Source passage |
======

Sent from my XT1254 using Tapatalk


----------



## TheGreenWizard (Jan 19, 2015)

Here's the set up, as well as the pump with ruler for size comparison.






























Sent from my XT1254 using Tapatalk


----------



## TheGreenWizard (Jan 19, 2015)

Bunsen Honeydew said:


> Why would you need to cut teeth in the top of a bucket setup? You just need to hide the pump and and provide adequate space for water to feed the pump. You could just stick it in a small flower pot even. Unless you are looking for surface skimming I suppose.
> 
> Mattenfilters do not need to be be serviced very frequently, if constructed correctly. That is one of their primary benefits. I am sure that you could probably find the 5-10 minutes to service it once or twice a year.


I could do that... But I don't like the aesthetics of a flower pot in there (yes, I know it's ironic considering what the filter looks like). All I know is that I want to densely plant it, and a flower pot will take up too much room.

Also, 5-10 minutes to clean the sponge of the HMEF seems too optimistic IMHO. 

Sent from my XT1254 using Tapatalk


----------



## Bunsen Honeydew (Feb 21, 2017)

TheGreenWizard said:


> I could do that... But I don't like the aesthetics of a flower pot in there (yes, I know it's ironic considering what the filter looks like). All I know is that I want to densely plant it, and a flower pot will take up too much room.
> 
> Also, 5-10 minutes to clean the sponge of the HMEF seems too optimistic IMHO.
> 
> Sent from my XT1254 using Tapatalk


Have you ever used poret foam? It really doesn't take all that long, though it feels like longer. You just rinse, squeeze, rinse, smack it on something, rinse, repeat as necessary. I spend less than 10 minutes on mine each time, though they aren't HMFs, but each of them are larger than what you'd need.

It doesn't have to be a flower pot, it could be anything really. Or is could be a flower pot that you "decorate". I have seen a bit of DIY fish caves that were clay pots that were covered in silicone, then rolled in either sand or gravel.


----------

======

Data supplied |
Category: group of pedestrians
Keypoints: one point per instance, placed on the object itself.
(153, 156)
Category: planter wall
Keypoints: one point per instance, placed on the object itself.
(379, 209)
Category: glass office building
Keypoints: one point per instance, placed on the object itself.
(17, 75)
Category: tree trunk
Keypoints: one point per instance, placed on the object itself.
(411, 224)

======

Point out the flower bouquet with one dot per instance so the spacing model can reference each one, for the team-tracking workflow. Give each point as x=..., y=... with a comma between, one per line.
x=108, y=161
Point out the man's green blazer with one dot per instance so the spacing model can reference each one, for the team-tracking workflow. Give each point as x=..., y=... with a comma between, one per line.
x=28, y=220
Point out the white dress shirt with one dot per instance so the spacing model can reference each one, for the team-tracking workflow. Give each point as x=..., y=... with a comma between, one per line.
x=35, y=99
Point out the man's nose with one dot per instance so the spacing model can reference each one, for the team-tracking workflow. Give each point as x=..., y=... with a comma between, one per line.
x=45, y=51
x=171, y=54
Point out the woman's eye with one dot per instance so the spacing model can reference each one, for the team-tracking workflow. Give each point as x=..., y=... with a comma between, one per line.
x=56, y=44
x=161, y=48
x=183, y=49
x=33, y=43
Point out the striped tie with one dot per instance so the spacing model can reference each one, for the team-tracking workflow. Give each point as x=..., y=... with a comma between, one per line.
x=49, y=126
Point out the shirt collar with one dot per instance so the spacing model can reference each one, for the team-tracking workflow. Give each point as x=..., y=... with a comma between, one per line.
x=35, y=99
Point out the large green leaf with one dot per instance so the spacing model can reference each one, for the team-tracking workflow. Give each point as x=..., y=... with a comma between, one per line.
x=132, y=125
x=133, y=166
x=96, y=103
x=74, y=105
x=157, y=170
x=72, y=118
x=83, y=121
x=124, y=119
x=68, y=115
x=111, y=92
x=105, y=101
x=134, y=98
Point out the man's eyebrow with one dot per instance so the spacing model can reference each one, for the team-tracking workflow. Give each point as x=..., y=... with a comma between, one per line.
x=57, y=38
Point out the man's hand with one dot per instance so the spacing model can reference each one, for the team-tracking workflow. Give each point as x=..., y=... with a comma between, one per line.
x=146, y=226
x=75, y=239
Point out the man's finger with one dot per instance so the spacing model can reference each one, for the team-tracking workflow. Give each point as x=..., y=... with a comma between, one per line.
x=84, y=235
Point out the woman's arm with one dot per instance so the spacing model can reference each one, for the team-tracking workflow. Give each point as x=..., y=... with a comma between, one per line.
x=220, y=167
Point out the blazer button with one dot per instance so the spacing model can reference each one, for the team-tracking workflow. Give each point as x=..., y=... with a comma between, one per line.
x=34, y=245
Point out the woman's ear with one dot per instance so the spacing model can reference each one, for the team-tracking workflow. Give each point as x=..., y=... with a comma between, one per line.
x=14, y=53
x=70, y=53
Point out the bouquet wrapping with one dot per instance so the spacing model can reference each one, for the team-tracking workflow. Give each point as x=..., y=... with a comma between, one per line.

======

Job 1 | In the filter thread, list in order the steps Bunsen Honeydew gives for cleaning poret foam.
Job 2 | According to the filter thread, why does TheGreenWizard reject the suggestion to hide the pump in a small flower pot?
The records are independent material and have no connection to the filter thread.

Complete response 1 |
1. Rinse
2. Squeeze
3. Rinse
4. Smack it on something
5. Rinse
6. Repeat as necessary

Complete response 2 | TheGreenWizard doesn't like how a flower pot would look in the setup. The plan is also to plant it densely, and a flower pot would take up too much room.